[BEGIN]

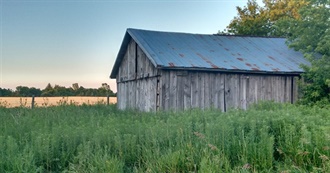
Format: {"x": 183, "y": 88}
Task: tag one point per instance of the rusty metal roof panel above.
{"x": 234, "y": 53}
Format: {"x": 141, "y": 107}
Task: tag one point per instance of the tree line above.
{"x": 306, "y": 25}
{"x": 57, "y": 90}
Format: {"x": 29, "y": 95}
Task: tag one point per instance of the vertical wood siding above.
{"x": 141, "y": 86}
{"x": 191, "y": 89}
{"x": 136, "y": 81}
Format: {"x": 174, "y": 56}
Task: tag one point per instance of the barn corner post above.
{"x": 32, "y": 102}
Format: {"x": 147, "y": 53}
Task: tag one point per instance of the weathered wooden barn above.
{"x": 175, "y": 71}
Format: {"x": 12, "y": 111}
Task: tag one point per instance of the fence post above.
{"x": 32, "y": 103}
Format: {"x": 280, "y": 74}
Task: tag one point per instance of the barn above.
{"x": 177, "y": 71}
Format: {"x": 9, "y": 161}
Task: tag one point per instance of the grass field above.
{"x": 52, "y": 101}
{"x": 266, "y": 138}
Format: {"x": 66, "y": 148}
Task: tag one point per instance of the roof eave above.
{"x": 121, "y": 54}
{"x": 293, "y": 73}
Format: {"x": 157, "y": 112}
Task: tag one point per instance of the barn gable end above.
{"x": 136, "y": 80}
{"x": 174, "y": 71}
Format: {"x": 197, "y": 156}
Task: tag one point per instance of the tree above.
{"x": 311, "y": 35}
{"x": 261, "y": 21}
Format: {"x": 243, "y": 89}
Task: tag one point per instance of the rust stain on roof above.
{"x": 206, "y": 60}
{"x": 272, "y": 58}
{"x": 214, "y": 66}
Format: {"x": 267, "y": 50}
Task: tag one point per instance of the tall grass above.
{"x": 268, "y": 137}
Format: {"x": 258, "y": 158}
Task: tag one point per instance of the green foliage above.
{"x": 268, "y": 137}
{"x": 311, "y": 35}
{"x": 256, "y": 20}
{"x": 57, "y": 90}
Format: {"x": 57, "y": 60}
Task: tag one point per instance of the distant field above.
{"x": 53, "y": 101}
{"x": 265, "y": 138}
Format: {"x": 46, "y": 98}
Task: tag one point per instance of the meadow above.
{"x": 268, "y": 137}
{"x": 10, "y": 102}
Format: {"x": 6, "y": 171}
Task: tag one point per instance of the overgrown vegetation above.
{"x": 266, "y": 138}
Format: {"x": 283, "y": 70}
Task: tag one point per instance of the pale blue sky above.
{"x": 76, "y": 41}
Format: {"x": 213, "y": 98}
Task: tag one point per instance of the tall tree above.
{"x": 311, "y": 35}
{"x": 255, "y": 20}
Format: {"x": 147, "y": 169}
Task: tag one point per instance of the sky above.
{"x": 77, "y": 41}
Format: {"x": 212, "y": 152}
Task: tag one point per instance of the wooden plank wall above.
{"x": 181, "y": 90}
{"x": 136, "y": 81}
{"x": 141, "y": 86}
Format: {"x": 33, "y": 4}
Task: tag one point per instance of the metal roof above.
{"x": 214, "y": 52}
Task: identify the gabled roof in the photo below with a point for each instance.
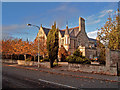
(91, 39)
(46, 30)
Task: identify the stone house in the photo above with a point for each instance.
(74, 38)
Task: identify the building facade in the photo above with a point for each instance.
(74, 38)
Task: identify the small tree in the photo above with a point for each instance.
(52, 44)
(77, 53)
(110, 32)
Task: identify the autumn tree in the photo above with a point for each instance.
(42, 45)
(110, 32)
(52, 44)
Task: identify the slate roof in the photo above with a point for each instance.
(46, 30)
(91, 39)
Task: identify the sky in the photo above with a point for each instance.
(16, 16)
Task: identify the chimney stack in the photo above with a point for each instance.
(81, 24)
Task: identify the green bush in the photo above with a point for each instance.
(28, 59)
(70, 59)
(79, 60)
(46, 59)
(77, 53)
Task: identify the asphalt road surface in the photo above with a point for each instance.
(13, 77)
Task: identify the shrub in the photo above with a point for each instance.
(77, 53)
(46, 59)
(70, 59)
(79, 60)
(28, 59)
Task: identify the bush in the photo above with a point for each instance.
(28, 59)
(79, 60)
(70, 59)
(46, 59)
(77, 53)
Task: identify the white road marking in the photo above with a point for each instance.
(57, 83)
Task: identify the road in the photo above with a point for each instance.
(13, 77)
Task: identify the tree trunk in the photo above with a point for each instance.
(34, 58)
(11, 56)
(51, 64)
(18, 57)
(25, 56)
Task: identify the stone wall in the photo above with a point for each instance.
(93, 69)
(90, 52)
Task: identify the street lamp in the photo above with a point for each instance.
(38, 42)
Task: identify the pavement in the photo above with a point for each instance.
(62, 70)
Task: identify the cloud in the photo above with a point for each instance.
(104, 12)
(92, 34)
(13, 27)
(91, 22)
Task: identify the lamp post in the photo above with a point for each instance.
(38, 42)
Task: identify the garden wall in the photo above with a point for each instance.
(9, 61)
(93, 69)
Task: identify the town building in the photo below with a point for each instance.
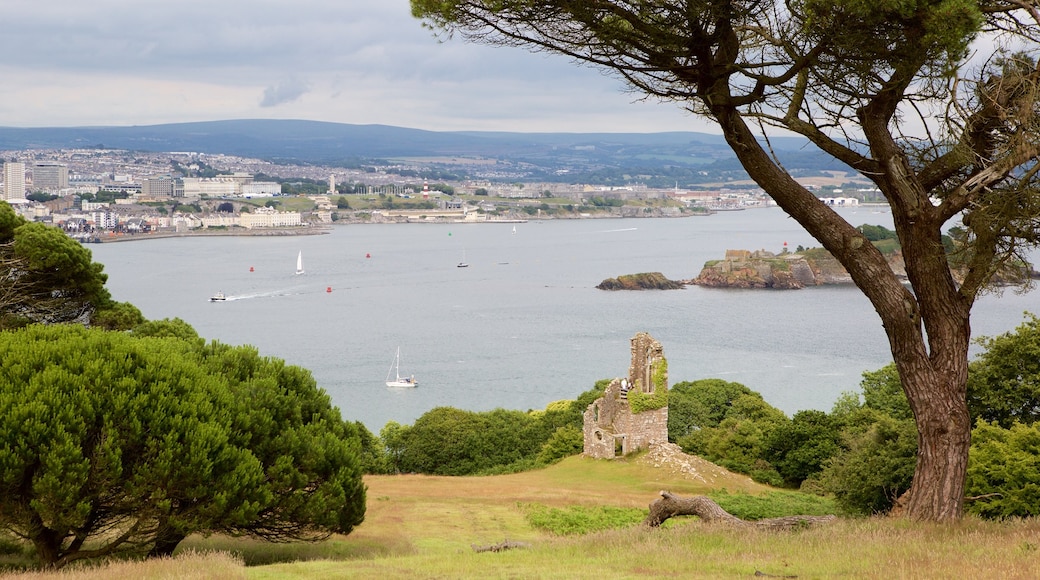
(158, 187)
(50, 177)
(14, 180)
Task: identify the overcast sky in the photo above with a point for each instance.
(121, 62)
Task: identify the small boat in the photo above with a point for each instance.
(395, 370)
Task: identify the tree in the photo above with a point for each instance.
(853, 78)
(45, 275)
(1004, 384)
(1005, 466)
(111, 442)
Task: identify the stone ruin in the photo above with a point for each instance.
(611, 427)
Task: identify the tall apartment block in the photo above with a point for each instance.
(14, 180)
(50, 177)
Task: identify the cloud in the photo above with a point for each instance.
(285, 91)
(358, 61)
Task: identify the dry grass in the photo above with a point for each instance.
(186, 565)
(424, 527)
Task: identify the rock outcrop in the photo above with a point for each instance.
(742, 268)
(645, 281)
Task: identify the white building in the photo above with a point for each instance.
(14, 180)
(261, 189)
(841, 202)
(50, 177)
(267, 217)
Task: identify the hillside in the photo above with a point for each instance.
(425, 527)
(657, 159)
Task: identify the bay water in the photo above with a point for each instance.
(523, 324)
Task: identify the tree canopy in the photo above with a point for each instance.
(112, 442)
(892, 89)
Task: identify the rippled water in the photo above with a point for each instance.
(522, 325)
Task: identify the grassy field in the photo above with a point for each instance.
(426, 527)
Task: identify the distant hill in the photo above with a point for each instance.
(682, 157)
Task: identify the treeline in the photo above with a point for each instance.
(123, 436)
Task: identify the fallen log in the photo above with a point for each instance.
(671, 505)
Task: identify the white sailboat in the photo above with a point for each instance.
(395, 371)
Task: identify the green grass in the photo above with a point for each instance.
(580, 520)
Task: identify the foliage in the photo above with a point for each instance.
(700, 403)
(576, 520)
(1005, 462)
(1004, 380)
(565, 442)
(845, 75)
(447, 441)
(373, 457)
(877, 468)
(169, 327)
(773, 504)
(800, 448)
(46, 275)
(883, 392)
(113, 442)
(876, 233)
(732, 424)
(118, 316)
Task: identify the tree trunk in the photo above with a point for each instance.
(943, 438)
(48, 545)
(671, 505)
(166, 541)
(928, 330)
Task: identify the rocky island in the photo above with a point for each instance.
(742, 268)
(644, 281)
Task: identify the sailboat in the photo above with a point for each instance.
(395, 370)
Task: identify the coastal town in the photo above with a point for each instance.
(106, 194)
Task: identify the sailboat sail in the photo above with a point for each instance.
(399, 380)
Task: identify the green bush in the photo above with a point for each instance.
(1005, 462)
(878, 466)
(578, 520)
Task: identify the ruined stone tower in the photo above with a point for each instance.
(632, 413)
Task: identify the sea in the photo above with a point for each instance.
(523, 324)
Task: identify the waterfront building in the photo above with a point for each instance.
(48, 176)
(157, 187)
(267, 217)
(14, 180)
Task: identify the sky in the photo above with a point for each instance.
(127, 62)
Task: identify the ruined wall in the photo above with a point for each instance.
(611, 427)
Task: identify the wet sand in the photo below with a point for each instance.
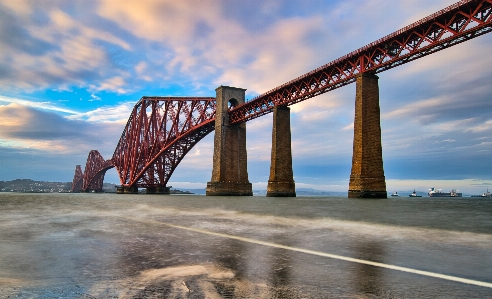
(137, 246)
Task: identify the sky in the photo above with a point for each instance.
(71, 72)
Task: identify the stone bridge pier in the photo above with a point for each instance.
(230, 164)
(281, 182)
(367, 176)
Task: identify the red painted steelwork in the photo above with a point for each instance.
(457, 23)
(161, 130)
(78, 178)
(158, 134)
(94, 172)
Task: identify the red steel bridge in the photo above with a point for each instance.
(162, 130)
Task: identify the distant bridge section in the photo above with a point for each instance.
(162, 130)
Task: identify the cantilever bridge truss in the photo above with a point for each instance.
(162, 130)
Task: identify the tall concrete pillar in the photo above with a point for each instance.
(230, 166)
(281, 181)
(367, 177)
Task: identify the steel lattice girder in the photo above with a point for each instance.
(158, 134)
(452, 25)
(78, 178)
(95, 169)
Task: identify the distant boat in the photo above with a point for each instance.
(438, 193)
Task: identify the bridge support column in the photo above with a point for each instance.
(281, 182)
(230, 167)
(367, 177)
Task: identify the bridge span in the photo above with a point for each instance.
(162, 130)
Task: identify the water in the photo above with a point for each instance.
(151, 246)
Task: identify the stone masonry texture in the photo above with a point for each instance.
(367, 176)
(230, 164)
(281, 181)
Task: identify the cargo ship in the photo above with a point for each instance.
(438, 193)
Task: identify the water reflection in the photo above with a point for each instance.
(368, 279)
(280, 272)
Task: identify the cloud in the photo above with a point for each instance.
(24, 127)
(57, 51)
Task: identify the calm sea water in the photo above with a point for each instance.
(154, 246)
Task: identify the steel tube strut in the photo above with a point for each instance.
(455, 24)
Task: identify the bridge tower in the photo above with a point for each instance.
(367, 177)
(230, 165)
(281, 182)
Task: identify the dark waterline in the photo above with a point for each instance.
(121, 246)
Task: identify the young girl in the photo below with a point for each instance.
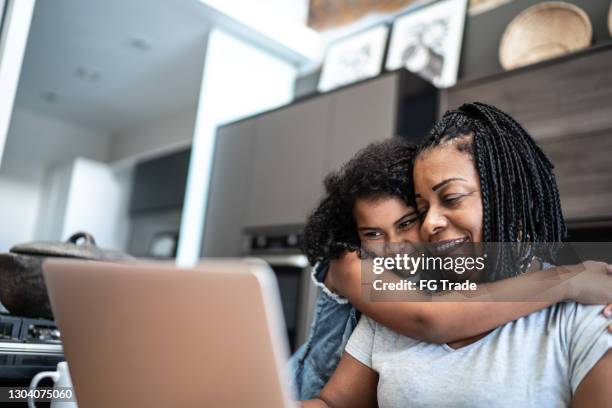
(370, 200)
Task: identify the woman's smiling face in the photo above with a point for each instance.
(448, 198)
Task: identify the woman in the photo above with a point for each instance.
(370, 201)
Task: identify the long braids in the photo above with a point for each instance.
(520, 196)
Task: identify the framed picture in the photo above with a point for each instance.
(427, 41)
(354, 58)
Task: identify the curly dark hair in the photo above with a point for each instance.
(380, 170)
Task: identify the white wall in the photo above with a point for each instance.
(161, 136)
(53, 200)
(18, 209)
(97, 203)
(37, 143)
(228, 92)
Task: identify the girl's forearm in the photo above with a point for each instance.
(456, 315)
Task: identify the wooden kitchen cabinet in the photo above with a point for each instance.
(361, 114)
(225, 214)
(268, 170)
(566, 105)
(288, 163)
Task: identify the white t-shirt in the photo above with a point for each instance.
(535, 361)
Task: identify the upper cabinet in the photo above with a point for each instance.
(159, 184)
(566, 105)
(229, 189)
(361, 114)
(288, 163)
(268, 170)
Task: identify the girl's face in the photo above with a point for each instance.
(385, 220)
(448, 198)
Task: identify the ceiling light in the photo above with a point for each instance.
(87, 74)
(140, 43)
(49, 96)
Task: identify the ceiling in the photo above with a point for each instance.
(114, 64)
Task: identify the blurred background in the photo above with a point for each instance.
(178, 129)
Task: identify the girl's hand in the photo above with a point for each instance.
(591, 283)
(608, 313)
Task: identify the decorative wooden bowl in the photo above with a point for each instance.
(544, 31)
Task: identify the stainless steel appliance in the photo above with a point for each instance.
(27, 346)
(279, 247)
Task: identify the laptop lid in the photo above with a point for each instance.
(155, 335)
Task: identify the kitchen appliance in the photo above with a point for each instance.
(22, 288)
(27, 346)
(280, 248)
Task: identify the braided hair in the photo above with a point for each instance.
(520, 197)
(380, 170)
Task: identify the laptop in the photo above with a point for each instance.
(153, 335)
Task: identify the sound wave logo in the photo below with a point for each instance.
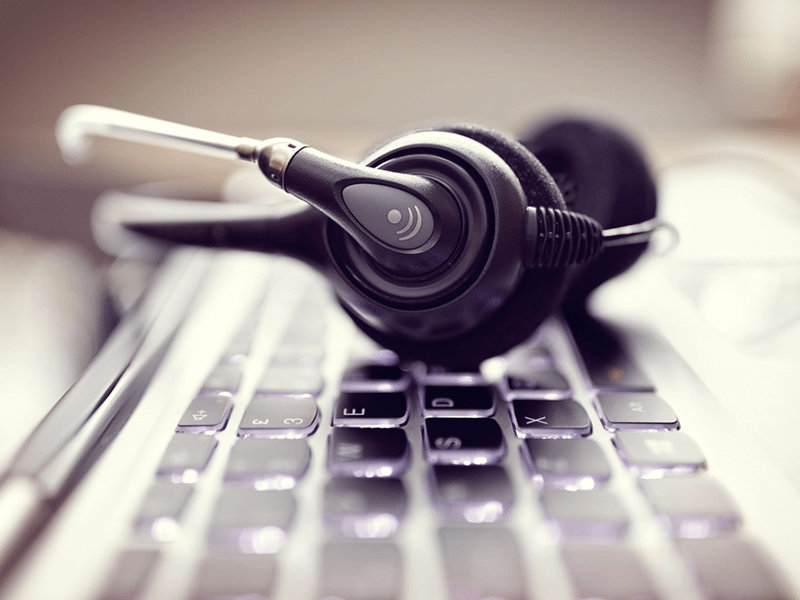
(395, 216)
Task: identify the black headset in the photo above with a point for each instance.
(449, 245)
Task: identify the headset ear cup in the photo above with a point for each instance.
(601, 173)
(535, 298)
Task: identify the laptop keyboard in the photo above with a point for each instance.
(296, 473)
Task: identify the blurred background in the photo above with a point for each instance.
(341, 75)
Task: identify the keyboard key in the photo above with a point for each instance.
(653, 454)
(206, 414)
(482, 562)
(608, 572)
(692, 506)
(375, 378)
(530, 358)
(250, 521)
(361, 571)
(610, 367)
(223, 379)
(368, 452)
(356, 507)
(299, 382)
(457, 441)
(473, 494)
(438, 375)
(458, 401)
(227, 576)
(279, 417)
(160, 512)
(568, 464)
(593, 516)
(186, 456)
(635, 411)
(371, 409)
(267, 464)
(733, 569)
(130, 574)
(549, 419)
(531, 373)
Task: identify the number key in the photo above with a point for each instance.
(279, 417)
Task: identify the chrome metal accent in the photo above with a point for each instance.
(77, 123)
(274, 155)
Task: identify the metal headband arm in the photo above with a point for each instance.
(77, 123)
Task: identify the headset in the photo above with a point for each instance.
(449, 245)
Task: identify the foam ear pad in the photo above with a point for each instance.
(601, 173)
(538, 294)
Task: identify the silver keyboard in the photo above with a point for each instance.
(277, 453)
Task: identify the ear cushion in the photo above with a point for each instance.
(601, 173)
(538, 294)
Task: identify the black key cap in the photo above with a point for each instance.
(576, 464)
(357, 507)
(206, 414)
(368, 452)
(632, 410)
(542, 384)
(225, 576)
(482, 562)
(223, 379)
(733, 569)
(609, 365)
(279, 417)
(457, 441)
(359, 571)
(651, 454)
(473, 494)
(375, 378)
(693, 506)
(594, 516)
(250, 521)
(130, 574)
(458, 401)
(186, 456)
(371, 409)
(531, 373)
(530, 358)
(266, 464)
(549, 419)
(608, 572)
(160, 512)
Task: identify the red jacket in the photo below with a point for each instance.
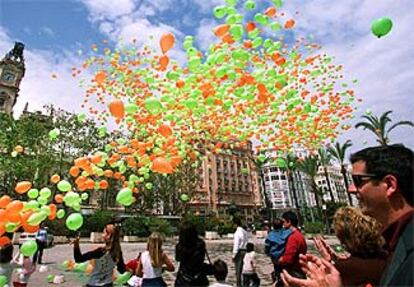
(295, 245)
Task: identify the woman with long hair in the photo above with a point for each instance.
(106, 257)
(361, 237)
(152, 262)
(191, 251)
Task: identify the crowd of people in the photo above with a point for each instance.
(377, 236)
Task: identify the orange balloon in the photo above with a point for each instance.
(4, 201)
(164, 60)
(4, 241)
(271, 11)
(161, 165)
(55, 178)
(30, 229)
(58, 198)
(116, 107)
(100, 77)
(2, 229)
(23, 187)
(221, 30)
(165, 130)
(74, 171)
(167, 42)
(15, 206)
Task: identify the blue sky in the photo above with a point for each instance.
(58, 35)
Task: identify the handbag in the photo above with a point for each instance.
(206, 269)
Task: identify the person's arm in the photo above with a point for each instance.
(292, 246)
(236, 243)
(168, 263)
(120, 265)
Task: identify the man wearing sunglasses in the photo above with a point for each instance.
(383, 184)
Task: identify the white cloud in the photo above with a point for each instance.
(38, 88)
(104, 9)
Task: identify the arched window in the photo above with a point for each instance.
(3, 99)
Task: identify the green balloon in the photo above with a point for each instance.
(153, 105)
(64, 186)
(220, 11)
(60, 213)
(74, 221)
(28, 248)
(45, 192)
(249, 5)
(184, 197)
(124, 196)
(381, 27)
(54, 134)
(33, 193)
(3, 280)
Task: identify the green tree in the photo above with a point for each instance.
(338, 152)
(379, 126)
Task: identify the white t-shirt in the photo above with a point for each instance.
(147, 268)
(249, 263)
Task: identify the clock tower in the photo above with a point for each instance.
(11, 73)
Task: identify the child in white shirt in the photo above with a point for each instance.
(249, 268)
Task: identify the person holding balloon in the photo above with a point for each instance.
(106, 257)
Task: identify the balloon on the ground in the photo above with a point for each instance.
(28, 248)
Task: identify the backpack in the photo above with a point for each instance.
(275, 243)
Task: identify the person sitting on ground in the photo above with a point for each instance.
(152, 262)
(249, 267)
(220, 273)
(106, 257)
(275, 244)
(361, 237)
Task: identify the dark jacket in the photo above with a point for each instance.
(400, 270)
(191, 271)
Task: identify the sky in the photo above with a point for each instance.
(58, 35)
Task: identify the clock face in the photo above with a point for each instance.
(8, 77)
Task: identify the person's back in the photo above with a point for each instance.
(6, 264)
(220, 273)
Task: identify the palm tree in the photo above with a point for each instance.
(379, 126)
(309, 165)
(338, 152)
(324, 161)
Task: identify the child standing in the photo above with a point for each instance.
(106, 258)
(27, 267)
(220, 273)
(249, 268)
(152, 261)
(275, 244)
(7, 265)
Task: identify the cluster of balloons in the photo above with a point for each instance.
(251, 84)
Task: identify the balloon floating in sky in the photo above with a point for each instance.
(381, 27)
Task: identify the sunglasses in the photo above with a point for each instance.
(360, 179)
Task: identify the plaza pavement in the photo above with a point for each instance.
(218, 249)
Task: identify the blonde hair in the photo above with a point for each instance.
(154, 247)
(360, 234)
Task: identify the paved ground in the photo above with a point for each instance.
(222, 249)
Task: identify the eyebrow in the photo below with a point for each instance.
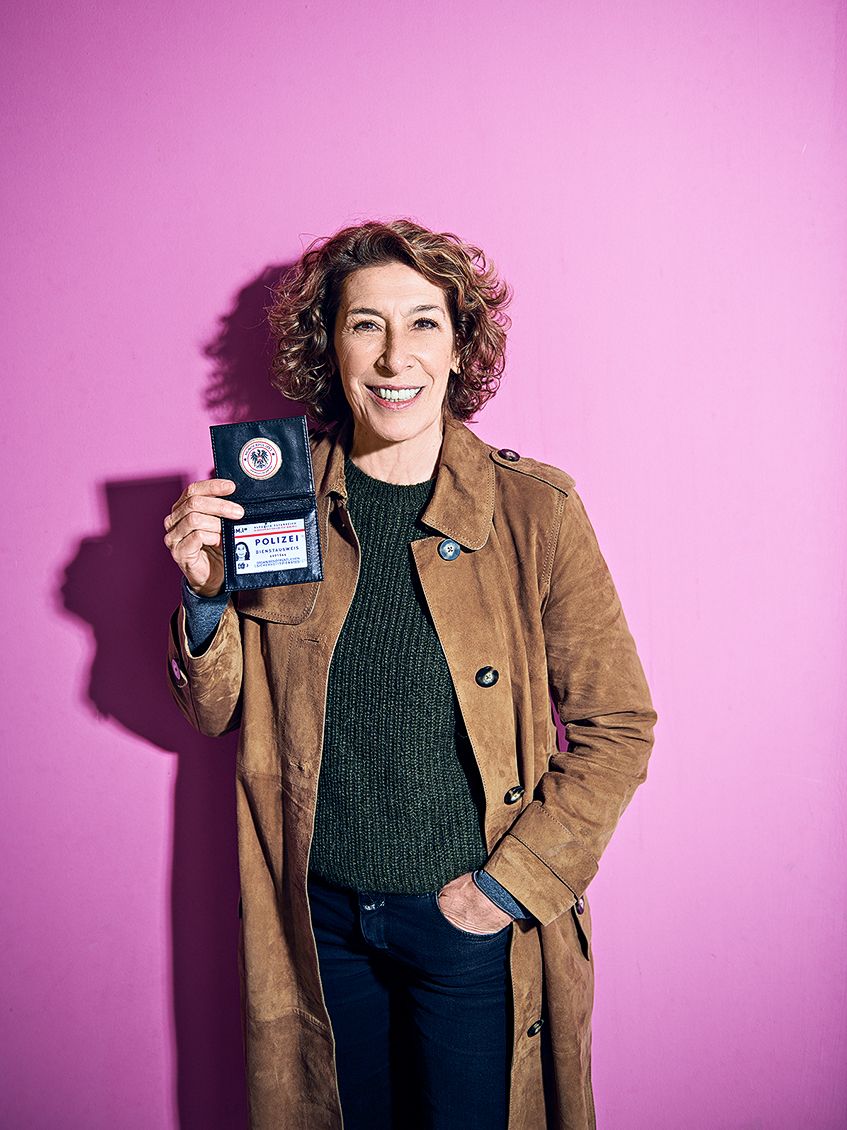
(415, 310)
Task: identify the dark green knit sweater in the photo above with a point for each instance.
(399, 798)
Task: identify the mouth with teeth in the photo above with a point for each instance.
(396, 399)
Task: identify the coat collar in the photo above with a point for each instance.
(463, 500)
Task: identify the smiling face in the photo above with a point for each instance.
(394, 346)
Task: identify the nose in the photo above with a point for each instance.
(395, 356)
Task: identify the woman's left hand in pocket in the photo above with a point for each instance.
(463, 904)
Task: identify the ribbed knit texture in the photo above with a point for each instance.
(399, 797)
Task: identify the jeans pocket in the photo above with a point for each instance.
(457, 929)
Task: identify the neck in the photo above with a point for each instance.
(402, 461)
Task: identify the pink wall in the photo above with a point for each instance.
(664, 187)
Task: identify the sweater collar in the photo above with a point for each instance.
(462, 502)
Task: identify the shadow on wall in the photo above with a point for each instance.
(128, 683)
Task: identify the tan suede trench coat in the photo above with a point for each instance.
(529, 594)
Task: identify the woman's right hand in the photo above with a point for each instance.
(193, 532)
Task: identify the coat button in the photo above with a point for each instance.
(487, 676)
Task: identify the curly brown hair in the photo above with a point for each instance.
(306, 300)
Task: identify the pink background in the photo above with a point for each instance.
(663, 185)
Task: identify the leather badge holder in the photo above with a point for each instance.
(277, 541)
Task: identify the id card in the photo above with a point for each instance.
(277, 540)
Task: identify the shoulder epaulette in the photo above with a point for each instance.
(546, 472)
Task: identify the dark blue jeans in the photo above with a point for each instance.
(420, 1011)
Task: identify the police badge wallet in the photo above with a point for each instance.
(277, 541)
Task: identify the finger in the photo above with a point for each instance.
(203, 504)
(210, 486)
(189, 548)
(215, 487)
(192, 521)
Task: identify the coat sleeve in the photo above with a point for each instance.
(207, 687)
(599, 689)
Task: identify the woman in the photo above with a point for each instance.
(413, 846)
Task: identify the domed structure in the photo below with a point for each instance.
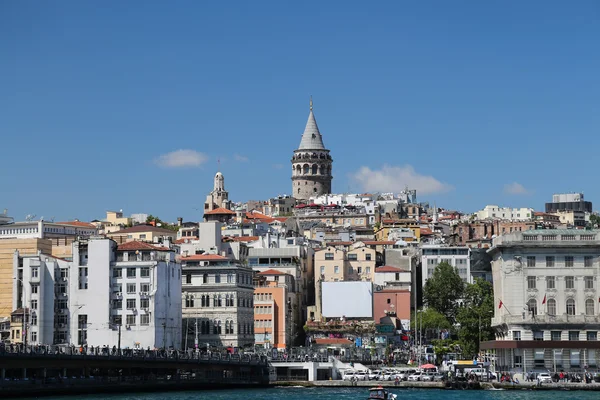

[END]

Locate each line in the data above that includes the word "jacket". Copy every such line in full.

Full answer
Task: identify the red jacket in the photo below with a point for each instance.
Task: identify the dark jacket in the photo above with a point for each instance.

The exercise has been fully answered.